▸ Written task: Can you write out the entries word for word, starting with the line that contains "In the photo above, where can the white house" and going on through the line that contains "column 467, row 254", both included?

(Pointing dataset excerpts)
■ ■ ■ ■ ■
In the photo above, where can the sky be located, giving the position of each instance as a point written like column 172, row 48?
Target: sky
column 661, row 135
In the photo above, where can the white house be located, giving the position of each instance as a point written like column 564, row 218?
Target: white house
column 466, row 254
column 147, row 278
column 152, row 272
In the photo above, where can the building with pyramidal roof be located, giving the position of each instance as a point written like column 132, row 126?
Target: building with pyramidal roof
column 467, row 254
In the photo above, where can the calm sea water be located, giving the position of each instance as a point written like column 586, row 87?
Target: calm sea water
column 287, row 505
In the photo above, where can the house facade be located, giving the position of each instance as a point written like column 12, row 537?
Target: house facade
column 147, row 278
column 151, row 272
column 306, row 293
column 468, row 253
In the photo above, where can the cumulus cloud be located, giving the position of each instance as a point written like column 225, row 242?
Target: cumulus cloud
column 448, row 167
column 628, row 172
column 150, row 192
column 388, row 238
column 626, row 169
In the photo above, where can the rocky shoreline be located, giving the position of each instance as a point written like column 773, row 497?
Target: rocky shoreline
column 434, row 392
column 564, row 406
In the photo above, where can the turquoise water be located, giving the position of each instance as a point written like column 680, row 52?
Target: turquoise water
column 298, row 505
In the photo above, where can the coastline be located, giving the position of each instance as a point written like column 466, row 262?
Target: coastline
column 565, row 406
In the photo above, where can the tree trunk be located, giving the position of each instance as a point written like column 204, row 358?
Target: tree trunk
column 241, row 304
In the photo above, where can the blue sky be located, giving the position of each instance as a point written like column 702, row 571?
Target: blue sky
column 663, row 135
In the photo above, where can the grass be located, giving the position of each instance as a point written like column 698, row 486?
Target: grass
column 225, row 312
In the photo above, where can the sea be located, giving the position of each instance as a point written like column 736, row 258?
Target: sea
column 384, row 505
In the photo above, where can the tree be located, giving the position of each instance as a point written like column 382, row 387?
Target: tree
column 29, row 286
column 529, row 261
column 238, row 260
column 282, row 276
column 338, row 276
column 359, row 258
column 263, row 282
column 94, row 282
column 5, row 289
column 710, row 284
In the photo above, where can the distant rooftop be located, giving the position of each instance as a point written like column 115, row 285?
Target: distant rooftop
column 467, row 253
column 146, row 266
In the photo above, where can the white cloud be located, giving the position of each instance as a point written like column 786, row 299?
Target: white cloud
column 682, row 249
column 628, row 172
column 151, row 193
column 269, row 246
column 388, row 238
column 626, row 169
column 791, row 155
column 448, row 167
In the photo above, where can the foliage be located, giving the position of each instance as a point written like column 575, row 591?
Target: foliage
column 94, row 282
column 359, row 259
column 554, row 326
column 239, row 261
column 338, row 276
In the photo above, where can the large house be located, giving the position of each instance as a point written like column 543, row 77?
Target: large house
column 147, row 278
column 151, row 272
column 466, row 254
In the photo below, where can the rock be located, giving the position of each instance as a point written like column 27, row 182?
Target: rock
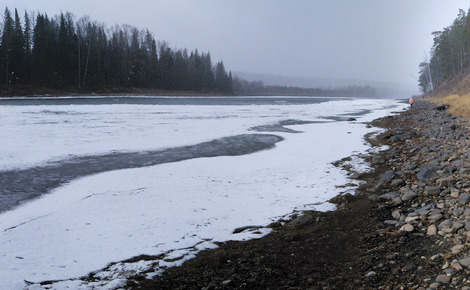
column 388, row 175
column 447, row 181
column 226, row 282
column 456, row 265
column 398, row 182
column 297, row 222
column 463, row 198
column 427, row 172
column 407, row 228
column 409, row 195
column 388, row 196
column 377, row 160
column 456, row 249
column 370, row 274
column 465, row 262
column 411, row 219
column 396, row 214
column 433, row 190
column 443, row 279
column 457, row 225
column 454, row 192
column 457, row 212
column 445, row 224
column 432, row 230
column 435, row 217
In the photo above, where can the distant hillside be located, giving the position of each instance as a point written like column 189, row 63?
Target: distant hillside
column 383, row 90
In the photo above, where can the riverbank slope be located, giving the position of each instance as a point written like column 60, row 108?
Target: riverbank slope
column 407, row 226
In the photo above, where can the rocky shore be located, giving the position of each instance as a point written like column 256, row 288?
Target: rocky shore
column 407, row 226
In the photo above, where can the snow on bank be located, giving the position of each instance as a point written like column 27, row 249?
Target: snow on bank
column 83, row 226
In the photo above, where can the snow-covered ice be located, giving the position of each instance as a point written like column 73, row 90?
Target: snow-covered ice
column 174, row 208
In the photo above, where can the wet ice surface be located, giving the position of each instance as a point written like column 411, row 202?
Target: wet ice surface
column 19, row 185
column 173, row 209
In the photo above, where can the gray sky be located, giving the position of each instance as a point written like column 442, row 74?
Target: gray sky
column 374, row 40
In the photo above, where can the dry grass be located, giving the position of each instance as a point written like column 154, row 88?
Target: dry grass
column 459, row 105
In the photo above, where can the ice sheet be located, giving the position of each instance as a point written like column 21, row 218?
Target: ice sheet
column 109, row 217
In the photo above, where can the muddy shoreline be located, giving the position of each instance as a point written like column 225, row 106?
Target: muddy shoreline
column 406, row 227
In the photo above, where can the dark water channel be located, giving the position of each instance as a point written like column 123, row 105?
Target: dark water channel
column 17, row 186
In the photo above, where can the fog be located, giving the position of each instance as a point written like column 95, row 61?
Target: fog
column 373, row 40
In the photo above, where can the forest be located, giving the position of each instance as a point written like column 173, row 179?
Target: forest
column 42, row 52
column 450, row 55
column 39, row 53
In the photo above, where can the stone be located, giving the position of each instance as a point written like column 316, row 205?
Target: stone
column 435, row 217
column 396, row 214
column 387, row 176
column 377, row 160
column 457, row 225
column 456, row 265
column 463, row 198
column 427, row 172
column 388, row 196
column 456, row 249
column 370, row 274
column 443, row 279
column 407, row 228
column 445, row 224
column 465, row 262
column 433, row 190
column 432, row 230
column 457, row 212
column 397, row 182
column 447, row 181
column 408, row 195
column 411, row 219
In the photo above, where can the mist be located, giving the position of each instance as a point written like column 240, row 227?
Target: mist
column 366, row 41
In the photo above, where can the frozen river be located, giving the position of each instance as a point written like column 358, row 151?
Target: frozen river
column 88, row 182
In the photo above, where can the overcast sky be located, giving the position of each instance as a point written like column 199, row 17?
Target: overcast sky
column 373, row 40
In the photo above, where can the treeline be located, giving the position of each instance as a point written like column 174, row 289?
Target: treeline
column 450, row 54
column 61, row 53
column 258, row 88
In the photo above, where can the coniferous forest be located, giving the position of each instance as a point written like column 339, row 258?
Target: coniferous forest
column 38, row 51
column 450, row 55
■ ■ ■ ■ ■
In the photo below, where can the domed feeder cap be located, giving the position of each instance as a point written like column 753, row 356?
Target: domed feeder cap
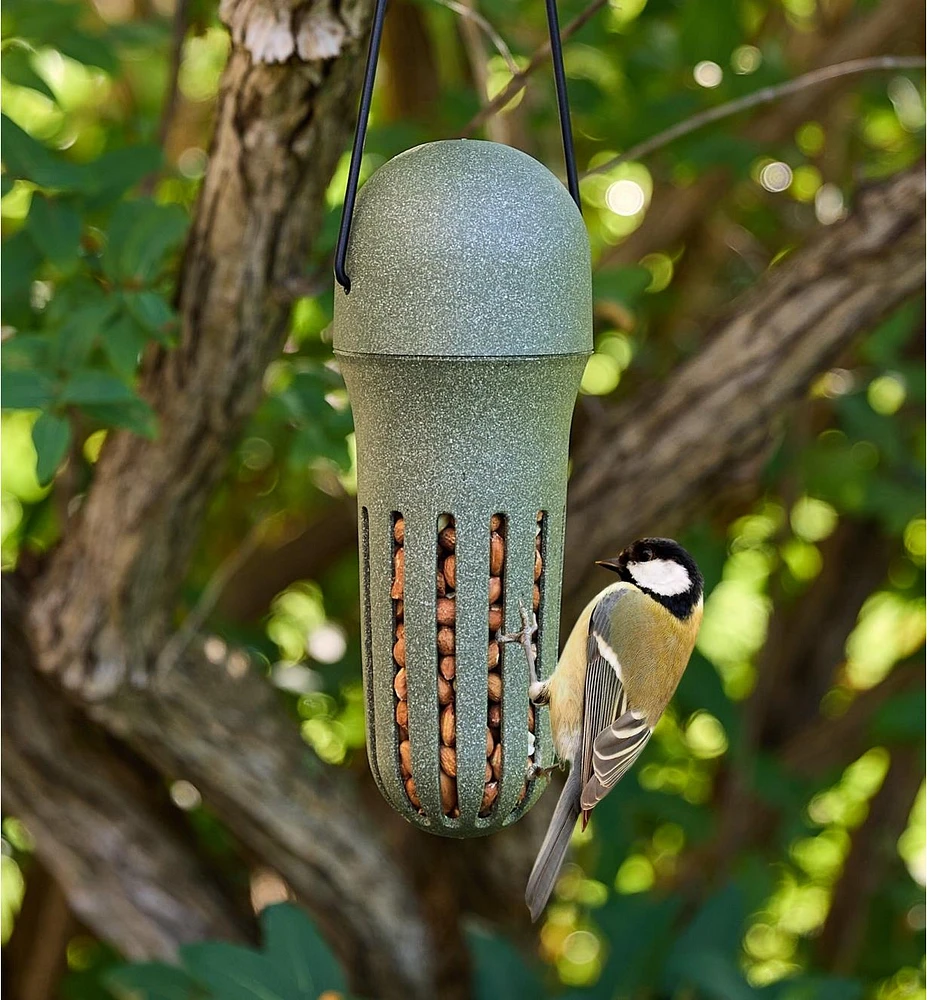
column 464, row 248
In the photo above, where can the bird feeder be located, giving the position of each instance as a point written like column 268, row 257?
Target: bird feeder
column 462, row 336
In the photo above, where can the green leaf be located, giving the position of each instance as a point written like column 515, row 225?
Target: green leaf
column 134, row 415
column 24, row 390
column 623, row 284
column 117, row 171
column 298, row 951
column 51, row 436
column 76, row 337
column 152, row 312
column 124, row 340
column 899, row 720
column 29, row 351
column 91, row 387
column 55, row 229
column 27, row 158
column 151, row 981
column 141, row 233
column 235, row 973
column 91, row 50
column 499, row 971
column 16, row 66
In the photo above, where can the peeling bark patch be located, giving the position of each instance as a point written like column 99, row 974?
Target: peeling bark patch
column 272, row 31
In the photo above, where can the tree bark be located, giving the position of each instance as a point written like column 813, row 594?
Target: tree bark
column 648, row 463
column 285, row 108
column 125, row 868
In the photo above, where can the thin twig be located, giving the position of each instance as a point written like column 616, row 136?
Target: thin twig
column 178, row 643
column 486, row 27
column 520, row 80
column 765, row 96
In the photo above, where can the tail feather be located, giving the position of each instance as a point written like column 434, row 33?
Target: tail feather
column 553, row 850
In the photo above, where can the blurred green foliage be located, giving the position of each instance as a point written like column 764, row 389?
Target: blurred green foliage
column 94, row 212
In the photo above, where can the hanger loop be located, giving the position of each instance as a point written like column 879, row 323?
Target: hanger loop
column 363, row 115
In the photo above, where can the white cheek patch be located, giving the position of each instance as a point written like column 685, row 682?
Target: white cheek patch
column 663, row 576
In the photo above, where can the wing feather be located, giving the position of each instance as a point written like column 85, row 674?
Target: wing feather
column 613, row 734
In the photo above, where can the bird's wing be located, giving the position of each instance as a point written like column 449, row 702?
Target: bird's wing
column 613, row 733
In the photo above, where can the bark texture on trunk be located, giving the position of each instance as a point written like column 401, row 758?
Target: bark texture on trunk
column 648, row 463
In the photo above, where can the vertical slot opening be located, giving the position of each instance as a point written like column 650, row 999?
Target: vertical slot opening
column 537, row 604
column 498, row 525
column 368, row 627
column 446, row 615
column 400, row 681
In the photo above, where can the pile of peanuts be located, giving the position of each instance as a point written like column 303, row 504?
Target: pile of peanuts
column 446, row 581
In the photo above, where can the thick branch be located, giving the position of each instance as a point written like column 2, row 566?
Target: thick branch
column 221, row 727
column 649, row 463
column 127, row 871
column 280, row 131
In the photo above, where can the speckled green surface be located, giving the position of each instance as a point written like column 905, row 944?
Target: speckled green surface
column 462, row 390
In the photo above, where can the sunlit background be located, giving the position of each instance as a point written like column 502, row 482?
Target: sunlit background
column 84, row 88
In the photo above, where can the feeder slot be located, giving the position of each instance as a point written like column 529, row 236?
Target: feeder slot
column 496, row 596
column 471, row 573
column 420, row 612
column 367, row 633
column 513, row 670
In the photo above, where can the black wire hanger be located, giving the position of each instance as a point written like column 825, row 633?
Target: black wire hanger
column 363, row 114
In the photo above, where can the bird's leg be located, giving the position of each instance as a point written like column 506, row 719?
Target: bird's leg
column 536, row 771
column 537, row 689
■ ■ ■ ■ ■
▸ Written solution:
In the photo above, where can the white house be located, giving the position of each instance as a point written like column 564, row 218?
Target: white house
column 466, row 254
column 147, row 278
column 152, row 272
In the photo above, where can the building with pyramidal roof be located, giving the position of each instance as a point written like column 132, row 126?
Target: building with pyramidal roof
column 467, row 254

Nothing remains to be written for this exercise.